[PROVIDED TEXT]:
Deadlifting, mindfulness, & the impending finish line
We have reached the stage in the Amazing 12 program where it is noticeably tougher. The deadlift, in particular, presented some challenges this week at Core Results. Sue felt as if she was nearing her limits. She pulled 92.5kgs off the ground repeatedly. That’s more than she has ever done. Kari did the same with 72.5kgs – way more than she has lifted before starting the program.
However, Kari’s form broke down during some of the sets. So we lowered the weight and practised the technique with a lighter weight. This was a valuable experience and not a failure by any means. The deadlift may seem straightforward – and it is – but it can also be very technical and those fine details are essential when you begin asking your body to overcome heavier loads. To ask that question of a body that hasn’t been already primed is courting disaster. Body type and mobility make a difference to how easy it is to master the deadlift. But nothing beats practice and patience.
It got me thinking, because while we don’t do deadlifts too often on the program, we deadlift practically every day of our lives. Some of us realise it and some of us do not.
Whenever you take from the ground a weighted object you are effectively performing a deadlift. Mothers and fathers picking up their children are deadlifting. Labourers at work. Children at play…
It is not always enough to go to the gym. The gym is just the beginning. It’s how you lead your life that matters most. The gym is where you learn and refine the skill under supervision. Out in the world is where you get to put your gym skills and gym strength to use.
The time spent in the gym is relatively little. But if you do not apply what you learn you aren’t really changing much. If I train you to deadlift once per week and the rest of the week you lift objects from the ground with bad form, which movement pattern do you think will prevail?
If you workout every day, but spend the vast majority of your time seated or slumped at a desk or on a couch, what shape will your body adapt to?
I see all the time people lifting by using their backs and they complain about having a bad back. Figure that out.

[ENTRIES SHOWN]:
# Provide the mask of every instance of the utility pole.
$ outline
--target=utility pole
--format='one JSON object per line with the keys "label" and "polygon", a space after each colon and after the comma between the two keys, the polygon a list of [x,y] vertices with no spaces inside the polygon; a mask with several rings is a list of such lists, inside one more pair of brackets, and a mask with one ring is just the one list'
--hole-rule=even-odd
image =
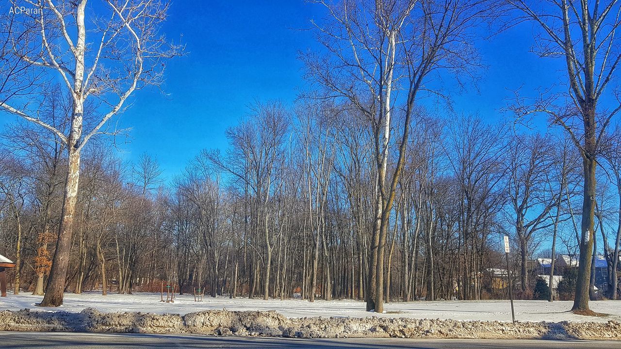
{"label": "utility pole", "polygon": [[511,319],[515,322],[515,312],[513,309],[513,288],[511,287],[511,270],[509,264],[509,237],[504,235],[505,256],[507,256],[507,279],[509,281],[509,297],[511,300]]}

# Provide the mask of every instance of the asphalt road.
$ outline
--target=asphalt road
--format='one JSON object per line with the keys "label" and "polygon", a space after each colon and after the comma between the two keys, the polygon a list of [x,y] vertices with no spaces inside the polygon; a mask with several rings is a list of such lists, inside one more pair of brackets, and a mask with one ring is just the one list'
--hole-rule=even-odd
{"label": "asphalt road", "polygon": [[76,333],[61,332],[2,332],[0,348],[231,348],[312,349],[379,348],[459,349],[497,348],[621,349],[621,342],[611,341],[551,341],[472,339],[323,338],[217,337],[196,335]]}

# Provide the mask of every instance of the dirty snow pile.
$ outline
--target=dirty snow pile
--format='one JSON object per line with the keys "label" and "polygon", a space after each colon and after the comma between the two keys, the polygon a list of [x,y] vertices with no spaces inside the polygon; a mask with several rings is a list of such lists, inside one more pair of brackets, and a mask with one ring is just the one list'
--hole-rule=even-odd
{"label": "dirty snow pile", "polygon": [[274,311],[179,314],[0,311],[0,330],[189,333],[212,335],[499,339],[621,339],[621,322],[457,321],[390,317],[288,318]]}
{"label": "dirty snow pile", "polygon": [[[137,293],[102,296],[101,292],[85,292],[81,294],[66,293],[63,305],[57,308],[36,306],[43,299],[42,296],[9,294],[0,297],[0,310],[65,310],[79,312],[93,308],[102,312],[144,312],[155,314],[184,315],[209,310],[275,310],[286,317],[409,317],[414,319],[440,319],[482,321],[511,321],[511,306],[508,301],[438,301],[391,302],[384,305],[384,314],[365,310],[364,302],[352,299],[336,299],[315,302],[300,299],[270,299],[248,298],[229,299],[228,296],[205,297],[202,302],[194,302],[194,296],[176,296],[174,303],[160,302],[160,294]],[[516,301],[515,319],[520,321],[560,322],[561,321],[603,322],[621,321],[621,302],[601,301],[591,302],[591,309],[605,313],[605,317],[584,317],[569,312],[573,302],[547,301]]]}

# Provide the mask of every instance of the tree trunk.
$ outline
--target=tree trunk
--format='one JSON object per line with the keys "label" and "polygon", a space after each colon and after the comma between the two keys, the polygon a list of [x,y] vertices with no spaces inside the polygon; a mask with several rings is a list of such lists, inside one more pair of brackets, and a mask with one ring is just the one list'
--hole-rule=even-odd
{"label": "tree trunk", "polygon": [[58,307],[63,304],[65,282],[69,267],[71,232],[73,230],[73,215],[78,198],[78,184],[79,181],[79,151],[75,143],[69,147],[68,171],[65,184],[62,214],[56,242],[56,252],[52,261],[52,270],[47,281],[45,296],[42,307]]}
{"label": "tree trunk", "polygon": [[615,240],[615,250],[612,255],[612,292],[610,297],[612,300],[616,300],[618,297],[617,290],[619,288],[619,279],[617,277],[617,271],[618,270],[619,261],[619,243],[621,243],[621,176],[619,175],[619,172],[616,172],[615,175],[617,176],[617,190],[619,196],[619,221],[617,225],[617,239]]}
{"label": "tree trunk", "polygon": [[21,273],[22,265],[22,221],[19,218],[19,214],[17,215],[17,246],[16,252],[15,259],[15,289],[14,294],[19,294],[19,288],[20,286],[20,274]]}
{"label": "tree trunk", "polygon": [[[588,147],[587,148],[588,149]],[[582,239],[580,243],[578,275],[576,282],[576,295],[572,310],[589,310],[589,284],[591,279],[590,271],[594,236],[593,227],[595,215],[594,203],[596,188],[595,170],[597,166],[594,157],[591,154],[585,156],[584,159],[584,195],[582,199]]]}

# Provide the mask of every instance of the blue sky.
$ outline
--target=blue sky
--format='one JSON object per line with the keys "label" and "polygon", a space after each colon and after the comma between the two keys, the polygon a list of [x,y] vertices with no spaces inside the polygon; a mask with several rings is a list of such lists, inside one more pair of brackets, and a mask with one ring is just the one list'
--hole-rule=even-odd
{"label": "blue sky", "polygon": [[[297,53],[317,47],[304,29],[323,11],[303,0],[173,0],[164,32],[184,43],[188,53],[170,61],[165,94],[147,88],[132,97],[120,118],[121,127],[132,127],[130,142],[119,145],[121,156],[131,161],[146,152],[170,179],[201,149],[225,148],[224,131],[255,99],[292,102],[307,84]],[[497,120],[510,89],[532,91],[556,80],[559,61],[528,51],[532,30],[522,24],[478,43],[489,68],[480,93],[454,96],[457,112]],[[0,124],[14,120],[3,116]]]}

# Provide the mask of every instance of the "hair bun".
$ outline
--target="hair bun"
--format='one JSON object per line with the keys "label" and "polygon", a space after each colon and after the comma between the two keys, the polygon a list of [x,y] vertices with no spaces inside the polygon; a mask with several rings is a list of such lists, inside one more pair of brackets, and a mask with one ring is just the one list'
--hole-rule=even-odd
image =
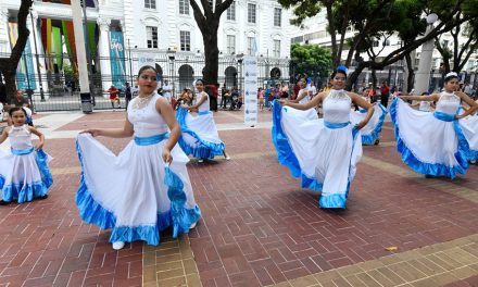
{"label": "hair bun", "polygon": [[349,70],[348,70],[347,66],[344,66],[344,65],[338,65],[336,70],[337,70],[337,71],[340,71],[340,72],[343,72],[343,73],[345,73],[345,74],[349,73]]}

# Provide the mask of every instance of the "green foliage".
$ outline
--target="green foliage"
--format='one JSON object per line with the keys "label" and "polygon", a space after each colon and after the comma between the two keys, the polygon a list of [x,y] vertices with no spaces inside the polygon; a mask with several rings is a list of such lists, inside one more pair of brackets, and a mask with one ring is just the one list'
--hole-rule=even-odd
{"label": "green foliage", "polygon": [[331,72],[332,60],[330,50],[318,45],[293,43],[290,57],[297,63],[298,73],[317,71],[320,76],[325,76]]}

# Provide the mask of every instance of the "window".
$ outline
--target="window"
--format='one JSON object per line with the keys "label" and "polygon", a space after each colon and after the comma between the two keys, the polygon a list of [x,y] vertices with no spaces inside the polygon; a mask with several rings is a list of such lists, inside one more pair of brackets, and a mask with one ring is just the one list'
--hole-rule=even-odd
{"label": "window", "polygon": [[275,58],[280,58],[280,40],[274,40],[273,54]]}
{"label": "window", "polygon": [[148,48],[158,48],[158,27],[146,27],[146,39]]}
{"label": "window", "polygon": [[180,43],[181,43],[181,51],[191,50],[191,33],[189,30],[180,32]]}
{"label": "window", "polygon": [[255,38],[248,37],[248,54],[254,54],[254,53],[255,53]]}
{"label": "window", "polygon": [[274,8],[274,26],[280,27],[282,20],[282,10],[280,8]]}
{"label": "window", "polygon": [[236,53],[236,36],[234,35],[227,35],[227,53]]}
{"label": "window", "polygon": [[156,0],[144,0],[144,8],[156,9]]}
{"label": "window", "polygon": [[179,0],[179,14],[189,15],[189,0]]}
{"label": "window", "polygon": [[248,4],[248,23],[255,24],[255,4]]}
{"label": "window", "polygon": [[232,2],[227,9],[227,20],[236,21],[236,2]]}

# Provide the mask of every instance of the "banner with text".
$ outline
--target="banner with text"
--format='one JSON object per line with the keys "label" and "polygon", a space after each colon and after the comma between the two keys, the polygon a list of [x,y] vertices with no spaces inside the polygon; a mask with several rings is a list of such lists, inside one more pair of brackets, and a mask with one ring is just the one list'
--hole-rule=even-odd
{"label": "banner with text", "polygon": [[243,63],[244,124],[254,126],[257,124],[257,59],[247,55]]}

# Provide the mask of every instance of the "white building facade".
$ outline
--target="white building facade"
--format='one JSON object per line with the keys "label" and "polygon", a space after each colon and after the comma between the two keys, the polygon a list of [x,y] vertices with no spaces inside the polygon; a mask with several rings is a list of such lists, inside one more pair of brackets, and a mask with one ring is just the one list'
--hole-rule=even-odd
{"label": "white building facade", "polygon": [[[53,58],[51,49],[43,46],[45,22],[71,21],[70,4],[62,0],[34,1],[28,28],[32,54],[41,59]],[[95,71],[101,72],[103,90],[118,79],[131,82],[139,67],[151,64],[159,70],[161,79],[175,82],[175,88],[191,86],[194,78],[202,77],[204,46],[196,24],[189,0],[86,0],[88,23],[96,23],[97,53],[92,54]],[[200,2],[200,1],[198,1]],[[210,1],[215,5],[215,1]],[[21,0],[0,0],[0,53],[8,54],[12,48],[10,22],[15,22]],[[240,85],[240,65],[243,55],[255,55],[261,78],[288,77],[290,54],[290,12],[276,0],[237,0],[223,13],[218,30],[219,84]],[[60,25],[60,24],[59,24]],[[43,29],[43,30],[42,30]],[[42,35],[43,32],[43,35]],[[63,32],[64,33],[64,32]],[[43,37],[43,38],[42,38]],[[64,35],[62,53],[66,53]],[[36,50],[33,45],[36,45]],[[58,53],[58,51],[56,51]],[[64,57],[67,59],[68,57]],[[48,73],[48,63],[33,59],[30,70]],[[71,59],[71,57],[70,57]],[[112,59],[120,64],[113,65]],[[51,61],[51,60],[50,60]],[[54,61],[53,61],[54,62]],[[120,71],[120,72],[118,72]],[[28,72],[33,73],[33,72]],[[58,73],[58,71],[56,71]],[[61,73],[61,72],[60,72]],[[43,86],[51,86],[42,78]]]}

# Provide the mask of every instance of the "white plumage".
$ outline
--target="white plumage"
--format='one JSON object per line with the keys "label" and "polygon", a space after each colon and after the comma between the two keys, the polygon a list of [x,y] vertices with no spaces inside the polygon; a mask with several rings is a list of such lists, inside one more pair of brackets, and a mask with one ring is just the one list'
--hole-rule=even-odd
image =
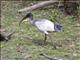
{"label": "white plumage", "polygon": [[46,41],[46,36],[48,34],[48,31],[55,31],[55,32],[62,32],[62,26],[58,23],[53,23],[50,20],[47,19],[33,19],[33,15],[32,13],[28,13],[21,21],[19,24],[21,24],[21,22],[26,19],[29,18],[29,22],[34,25],[35,27],[37,27],[37,29],[45,34],[45,39],[44,42]]}
{"label": "white plumage", "polygon": [[37,20],[35,26],[45,34],[48,34],[48,31],[54,31],[54,23],[47,19]]}

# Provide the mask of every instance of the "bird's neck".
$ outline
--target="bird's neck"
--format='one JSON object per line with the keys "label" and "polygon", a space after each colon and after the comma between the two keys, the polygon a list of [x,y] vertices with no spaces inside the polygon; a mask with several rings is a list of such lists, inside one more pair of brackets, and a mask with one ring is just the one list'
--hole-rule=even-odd
{"label": "bird's neck", "polygon": [[33,16],[29,17],[29,21],[30,21],[31,24],[33,24]]}

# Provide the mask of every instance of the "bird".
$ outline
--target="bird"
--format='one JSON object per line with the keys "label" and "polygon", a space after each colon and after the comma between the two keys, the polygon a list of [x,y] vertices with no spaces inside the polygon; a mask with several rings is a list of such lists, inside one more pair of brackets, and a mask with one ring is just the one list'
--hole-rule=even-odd
{"label": "bird", "polygon": [[28,21],[35,26],[38,31],[44,33],[44,43],[46,42],[49,32],[63,32],[63,26],[59,23],[54,23],[48,19],[33,18],[33,14],[31,12],[27,13],[26,16],[20,20],[19,25],[27,18],[29,18]]}

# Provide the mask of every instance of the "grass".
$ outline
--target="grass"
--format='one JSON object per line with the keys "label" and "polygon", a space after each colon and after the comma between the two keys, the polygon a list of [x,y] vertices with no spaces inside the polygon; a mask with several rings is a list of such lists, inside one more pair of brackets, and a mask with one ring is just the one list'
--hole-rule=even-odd
{"label": "grass", "polygon": [[[48,37],[47,44],[41,45],[44,34],[38,32],[29,22],[23,22],[19,27],[22,15],[17,11],[20,8],[20,1],[1,1],[2,28],[7,32],[15,31],[11,40],[0,43],[2,60],[48,60],[40,53],[65,58],[64,60],[80,60],[80,27],[77,26],[80,24],[74,16],[64,16],[57,9],[33,11],[34,17],[58,21],[64,27],[64,32],[50,33],[51,38]],[[53,49],[51,39],[57,49]]]}

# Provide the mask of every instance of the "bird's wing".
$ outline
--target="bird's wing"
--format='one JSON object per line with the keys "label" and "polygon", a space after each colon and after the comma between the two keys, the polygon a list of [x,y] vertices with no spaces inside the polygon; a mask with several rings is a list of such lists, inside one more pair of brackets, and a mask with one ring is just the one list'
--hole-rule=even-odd
{"label": "bird's wing", "polygon": [[35,26],[41,31],[54,31],[54,23],[49,20],[37,20]]}

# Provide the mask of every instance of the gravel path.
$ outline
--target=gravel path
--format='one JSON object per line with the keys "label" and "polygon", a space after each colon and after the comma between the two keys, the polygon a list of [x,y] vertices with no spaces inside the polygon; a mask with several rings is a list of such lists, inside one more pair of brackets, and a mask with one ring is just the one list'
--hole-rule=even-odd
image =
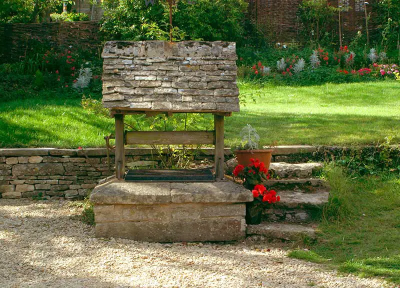
{"label": "gravel path", "polygon": [[[0,287],[388,287],[247,242],[94,238],[67,202],[0,199]],[[269,248],[270,250],[269,250]]]}

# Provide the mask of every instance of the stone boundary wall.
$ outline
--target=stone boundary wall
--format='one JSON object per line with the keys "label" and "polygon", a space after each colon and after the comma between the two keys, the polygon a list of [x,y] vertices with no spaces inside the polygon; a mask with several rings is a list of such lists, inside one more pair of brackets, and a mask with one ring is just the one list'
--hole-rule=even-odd
{"label": "stone boundary wall", "polygon": [[40,44],[50,50],[90,50],[101,44],[96,21],[0,24],[0,64],[20,60]]}
{"label": "stone boundary wall", "polygon": [[[400,147],[394,146],[400,154]],[[324,162],[332,156],[340,157],[352,148],[308,145],[274,148],[272,162],[301,163]],[[354,148],[352,148],[354,149]],[[364,153],[376,150],[364,147]],[[157,166],[160,161],[150,148],[126,148],[127,168]],[[202,148],[196,159],[214,160],[214,148]],[[233,157],[225,148],[226,160]],[[0,198],[30,198],[42,193],[48,198],[84,196],[98,181],[114,173],[114,151],[110,153],[110,170],[104,148],[82,150],[53,148],[0,149]]]}
{"label": "stone boundary wall", "polygon": [[[199,158],[214,158],[214,148],[196,152]],[[126,148],[127,168],[153,166],[160,160],[151,148]],[[226,157],[232,152],[226,148]],[[106,150],[52,148],[0,149],[0,198],[30,198],[40,195],[83,197],[98,181],[114,174],[115,158]]]}

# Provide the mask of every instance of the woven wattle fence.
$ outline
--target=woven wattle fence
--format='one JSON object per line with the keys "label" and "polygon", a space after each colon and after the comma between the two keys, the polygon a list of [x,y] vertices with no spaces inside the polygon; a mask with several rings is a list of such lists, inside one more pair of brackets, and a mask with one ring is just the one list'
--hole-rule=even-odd
{"label": "woven wattle fence", "polygon": [[0,24],[0,63],[18,61],[38,45],[48,48],[97,51],[100,44],[96,21]]}
{"label": "woven wattle fence", "polygon": [[[302,0],[248,0],[248,11],[252,18],[262,28],[264,32],[278,42],[298,40],[302,23],[298,17],[298,10]],[[368,13],[372,12],[372,4],[374,0],[369,1],[367,6]],[[338,7],[338,0],[328,0],[330,5]],[[345,40],[354,37],[358,30],[364,32],[365,14],[364,0],[340,0],[340,4],[348,8],[342,14],[342,26]],[[338,20],[336,20],[336,30],[338,30]],[[376,27],[373,21],[369,24],[370,33],[374,32]]]}

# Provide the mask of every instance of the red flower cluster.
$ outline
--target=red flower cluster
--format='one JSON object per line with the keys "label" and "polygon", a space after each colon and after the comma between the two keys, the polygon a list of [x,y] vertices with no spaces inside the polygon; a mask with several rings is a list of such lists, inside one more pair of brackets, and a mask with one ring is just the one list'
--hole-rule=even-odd
{"label": "red flower cluster", "polygon": [[248,166],[254,166],[256,168],[258,168],[258,171],[265,174],[268,174],[268,170],[266,168],[265,164],[264,162],[260,162],[258,159],[254,159],[254,158],[250,158],[250,161],[251,164],[248,164]]}
{"label": "red flower cluster", "polygon": [[346,69],[344,69],[343,70],[338,70],[338,72],[339,73],[344,73],[344,74],[348,74],[348,71]]}
{"label": "red flower cluster", "polygon": [[280,200],[280,196],[276,196],[276,192],[274,190],[268,191],[265,186],[261,184],[254,186],[252,192],[254,198],[260,197],[262,202],[268,202],[270,204]]}
{"label": "red flower cluster", "polygon": [[364,74],[369,74],[371,72],[372,70],[370,69],[369,68],[362,68],[360,70],[358,70],[358,74],[361,75],[362,76]]}
{"label": "red flower cluster", "polygon": [[347,45],[344,45],[344,47],[340,46],[340,51],[342,51],[344,53],[348,53],[348,48]]}

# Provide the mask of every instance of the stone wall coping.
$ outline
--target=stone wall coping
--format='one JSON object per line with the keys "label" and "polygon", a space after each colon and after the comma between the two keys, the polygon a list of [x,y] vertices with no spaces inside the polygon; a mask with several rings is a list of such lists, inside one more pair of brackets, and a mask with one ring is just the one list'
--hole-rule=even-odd
{"label": "stone wall coping", "polygon": [[[391,145],[394,148],[400,148],[399,145]],[[264,146],[264,149],[270,148]],[[310,145],[282,145],[272,148],[274,149],[272,155],[290,155],[303,153],[312,153],[322,152],[325,150],[348,150],[351,147],[340,146],[312,146]],[[230,148],[226,148],[224,150],[226,156],[232,154]],[[114,151],[110,151],[110,155],[114,155]],[[152,148],[125,148],[125,155],[136,156],[142,155],[156,155],[156,150]],[[214,154],[214,148],[201,148],[198,151],[200,156],[212,156]],[[1,148],[0,156],[106,156],[106,149],[105,148],[85,148],[84,149],[62,149],[58,148]]]}
{"label": "stone wall coping", "polygon": [[253,200],[250,190],[230,181],[210,182],[124,182],[114,180],[96,186],[96,204],[240,203]]}
{"label": "stone wall coping", "polygon": [[[107,150],[105,148],[85,148],[84,149],[58,149],[57,148],[0,148],[0,156],[106,156]],[[224,150],[225,155],[232,154],[230,148]],[[214,148],[202,148],[198,152],[200,156],[214,154]],[[115,154],[114,150],[110,155]],[[140,155],[156,155],[156,152],[152,148],[126,148],[125,155],[136,156]]]}

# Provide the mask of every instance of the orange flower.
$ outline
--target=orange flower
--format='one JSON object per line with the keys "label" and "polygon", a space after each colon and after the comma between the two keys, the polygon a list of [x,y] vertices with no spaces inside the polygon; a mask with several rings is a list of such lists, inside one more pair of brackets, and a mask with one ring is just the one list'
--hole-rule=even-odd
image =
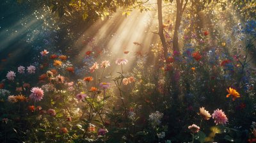
{"label": "orange flower", "polygon": [[92,79],[92,77],[84,77],[84,81],[87,81],[87,82],[90,82],[92,81],[93,79]]}
{"label": "orange flower", "polygon": [[236,89],[229,87],[229,89],[227,89],[227,91],[229,93],[227,95],[227,98],[229,97],[230,95],[233,96],[233,101],[235,101],[236,98],[240,97],[240,94],[236,91]]}
{"label": "orange flower", "polygon": [[35,111],[35,106],[34,105],[28,106],[28,110],[32,112],[34,112]]}
{"label": "orange flower", "polygon": [[27,100],[27,98],[24,96],[23,95],[17,95],[15,96],[15,98],[19,101],[19,102],[24,102]]}
{"label": "orange flower", "polygon": [[198,61],[202,57],[198,51],[193,53],[192,56],[195,60],[196,60],[196,61]]}
{"label": "orange flower", "polygon": [[57,57],[58,57],[57,55],[56,55],[56,54],[52,54],[52,55],[51,55],[50,58],[52,59],[54,59],[57,58]]}
{"label": "orange flower", "polygon": [[47,75],[44,73],[44,74],[42,74],[40,76],[39,76],[38,79],[40,80],[45,80],[47,77]]}
{"label": "orange flower", "polygon": [[54,66],[61,66],[62,62],[59,60],[54,60],[53,63]]}
{"label": "orange flower", "polygon": [[62,61],[67,60],[67,57],[65,55],[61,55],[59,56],[59,59],[61,59]]}
{"label": "orange flower", "polygon": [[98,89],[96,88],[95,87],[92,87],[90,91],[93,91],[93,92],[96,92],[97,89]]}
{"label": "orange flower", "polygon": [[74,68],[73,68],[72,66],[67,67],[67,68],[66,68],[66,70],[67,70],[67,71],[68,71],[69,72],[72,72],[72,73],[74,73],[74,72],[75,72],[75,70],[74,70]]}

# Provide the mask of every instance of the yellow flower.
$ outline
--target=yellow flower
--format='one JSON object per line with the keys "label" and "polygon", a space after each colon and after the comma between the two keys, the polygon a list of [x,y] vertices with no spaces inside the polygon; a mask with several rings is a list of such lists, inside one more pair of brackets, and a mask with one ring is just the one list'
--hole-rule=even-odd
{"label": "yellow flower", "polygon": [[53,63],[54,66],[61,66],[62,62],[59,60],[54,60],[54,62]]}
{"label": "yellow flower", "polygon": [[227,95],[227,98],[229,97],[230,95],[233,96],[233,101],[235,101],[236,98],[240,97],[240,94],[236,89],[229,87],[229,89],[227,89],[227,91],[229,93]]}

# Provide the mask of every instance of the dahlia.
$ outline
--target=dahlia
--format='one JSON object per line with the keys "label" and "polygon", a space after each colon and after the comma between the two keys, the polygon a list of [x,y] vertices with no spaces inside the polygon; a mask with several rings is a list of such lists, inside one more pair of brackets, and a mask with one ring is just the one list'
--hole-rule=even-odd
{"label": "dahlia", "polygon": [[25,67],[22,66],[20,66],[18,67],[18,73],[25,73]]}
{"label": "dahlia", "polygon": [[13,80],[15,77],[16,77],[15,73],[13,71],[10,71],[7,73],[6,77],[9,80]]}
{"label": "dahlia", "polygon": [[189,129],[190,131],[191,131],[192,133],[198,133],[198,132],[199,132],[200,127],[198,126],[196,126],[196,125],[195,125],[195,124],[192,124],[192,125],[191,125],[191,126],[188,126],[188,129]]}
{"label": "dahlia", "polygon": [[117,59],[116,60],[116,64],[120,65],[120,64],[126,64],[128,63],[128,60],[125,59]]}
{"label": "dahlia", "polygon": [[95,71],[96,69],[99,68],[99,64],[97,63],[97,62],[95,62],[93,65],[92,66],[91,68],[90,68],[90,72],[91,73],[93,72],[94,71]]}
{"label": "dahlia", "polygon": [[236,98],[240,97],[240,94],[236,91],[236,89],[229,87],[229,89],[227,89],[227,91],[229,93],[227,95],[227,98],[229,97],[230,95],[233,96],[233,101],[235,101]]}
{"label": "dahlia", "polygon": [[55,110],[52,109],[49,109],[47,110],[47,113],[49,114],[51,116],[54,116],[56,115]]}
{"label": "dahlia", "polygon": [[87,95],[85,94],[82,94],[79,93],[76,96],[76,98],[78,100],[79,102],[82,101],[84,99],[85,97],[86,97]]}
{"label": "dahlia", "polygon": [[110,62],[109,61],[104,61],[101,63],[100,64],[101,68],[107,68],[108,66],[110,66]]}
{"label": "dahlia", "polygon": [[129,79],[127,78],[124,78],[123,79],[124,85],[127,85],[129,84]]}
{"label": "dahlia", "polygon": [[36,67],[31,65],[29,66],[28,66],[27,70],[28,70],[28,73],[29,73],[29,74],[35,73],[36,73],[36,72],[35,72]]}
{"label": "dahlia", "polygon": [[10,95],[8,97],[8,101],[11,103],[17,102],[18,100],[16,99],[16,97],[13,95]]}
{"label": "dahlia", "polygon": [[55,77],[55,81],[59,84],[63,84],[64,82],[65,77],[58,75]]}
{"label": "dahlia", "polygon": [[43,56],[46,56],[48,53],[49,52],[47,50],[44,50],[40,52],[41,55]]}
{"label": "dahlia", "polygon": [[110,83],[108,82],[101,82],[100,84],[100,87],[103,88],[103,89],[108,89],[110,87]]}
{"label": "dahlia", "polygon": [[35,102],[40,101],[44,96],[44,91],[42,88],[33,87],[31,90],[32,93],[29,95],[29,98],[35,100]]}
{"label": "dahlia", "polygon": [[228,118],[227,118],[226,115],[222,110],[219,110],[218,109],[213,112],[212,119],[214,119],[214,123],[216,124],[227,124],[228,122]]}
{"label": "dahlia", "polygon": [[204,109],[204,107],[200,108],[200,112],[198,113],[198,115],[201,116],[202,118],[205,120],[209,120],[211,117],[211,114],[207,110]]}

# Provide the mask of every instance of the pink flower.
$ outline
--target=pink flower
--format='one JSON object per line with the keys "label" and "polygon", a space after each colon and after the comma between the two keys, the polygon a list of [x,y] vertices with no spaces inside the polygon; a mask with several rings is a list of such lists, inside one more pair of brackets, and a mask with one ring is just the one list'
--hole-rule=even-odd
{"label": "pink flower", "polygon": [[18,67],[18,72],[19,73],[25,73],[25,67],[22,66],[20,66]]}
{"label": "pink flower", "polygon": [[96,69],[99,68],[99,64],[97,63],[97,62],[95,62],[93,65],[92,65],[92,66],[91,68],[90,68],[90,72],[91,73],[93,72],[94,71],[95,71]]}
{"label": "pink flower", "polygon": [[13,80],[15,77],[16,77],[15,72],[13,71],[8,72],[6,77],[9,80]]}
{"label": "pink flower", "polygon": [[59,84],[63,84],[64,82],[64,80],[65,77],[60,74],[55,77],[55,81]]}
{"label": "pink flower", "polygon": [[42,51],[40,52],[41,55],[43,56],[46,56],[48,53],[49,53],[49,52],[47,52],[47,50],[44,50],[44,51]]}
{"label": "pink flower", "polygon": [[219,110],[218,109],[213,112],[212,119],[214,119],[214,123],[218,124],[227,124],[228,122],[228,118],[227,118],[226,115],[222,110]]}
{"label": "pink flower", "polygon": [[84,99],[85,97],[86,97],[87,95],[85,94],[82,94],[79,93],[76,96],[76,98],[78,100],[79,102],[82,101]]}
{"label": "pink flower", "polygon": [[29,74],[35,73],[36,73],[36,67],[30,65],[29,66],[28,66],[27,70]]}
{"label": "pink flower", "polygon": [[34,100],[35,102],[40,101],[44,96],[44,91],[42,88],[33,87],[31,90],[32,93],[29,95],[29,98]]}
{"label": "pink flower", "polygon": [[110,63],[109,61],[104,61],[100,64],[101,68],[107,68],[108,66],[110,66]]}
{"label": "pink flower", "polygon": [[125,59],[117,59],[116,60],[116,64],[120,65],[120,64],[126,64],[128,63],[128,60]]}
{"label": "pink flower", "polygon": [[127,79],[127,78],[124,78],[124,79],[123,79],[123,84],[124,84],[124,85],[127,85],[128,84],[129,84],[129,79]]}
{"label": "pink flower", "polygon": [[104,89],[108,89],[110,87],[110,83],[108,82],[101,82],[100,84],[100,87],[103,88]]}
{"label": "pink flower", "polygon": [[50,114],[51,116],[56,116],[55,110],[54,110],[54,109],[48,109],[47,113],[48,113],[49,114]]}
{"label": "pink flower", "polygon": [[192,133],[198,133],[199,132],[200,127],[193,124],[191,126],[189,126],[188,129],[189,129]]}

[EXERCISES TO COMPLETE]:
1: Quote the entries word for word, beginning with their first line and going on through the line that contains "--target=utility pole".
2: Continue the post about deadlifting from the point where it stops.

[SOLVED PROBLEMS]:
1:
# Provide the mask of every instance of the utility pole.
$ outline
--target=utility pole

2:
Changing a movement pattern is tough in the beginning. It requires almost continual thought, devotion and concentration. Kari found it a little overwhelming at times trying to focus on all the components of the deadlift to be able to execute the movement well. But with practice comes change. She’s made tremendous progress from when we started.
Over time that which we once had to think hard about becomes second nature and a new pattern emerges.
The Amazing 12 tries to teach that. We’re honing skills and eating habits week in, week out. You get good at what you practice the most.
“I’m more mindful of my body now since starting the Amazing 12,” said Kari. “I’m more aware of how my core influences my posture and how important it is to engage core muscles when lifting.
“I have also learned to listen to my body and not push it to pieces – that it’s not just okay to have rest days, but crucial.”
For Sue the injury she sustained more than a year ago was enough to make her more conscious of how she moves day in and day out. “Once you’ve had an injury and been debilitated, you become more mindful,” she said.
“But coming from a place of injury and movement recovery, the Amazing 12 has given me back my confidence in the way I move. I no longer hold myself stiffly to protect my shoulder or worry about lower back pain when picking up something heavy.”
“Lifting heavy weights teaches you to respect your body. I am proud of what my body has accomplished during these three months and I’m now confident of being ‘fit for purpose’.”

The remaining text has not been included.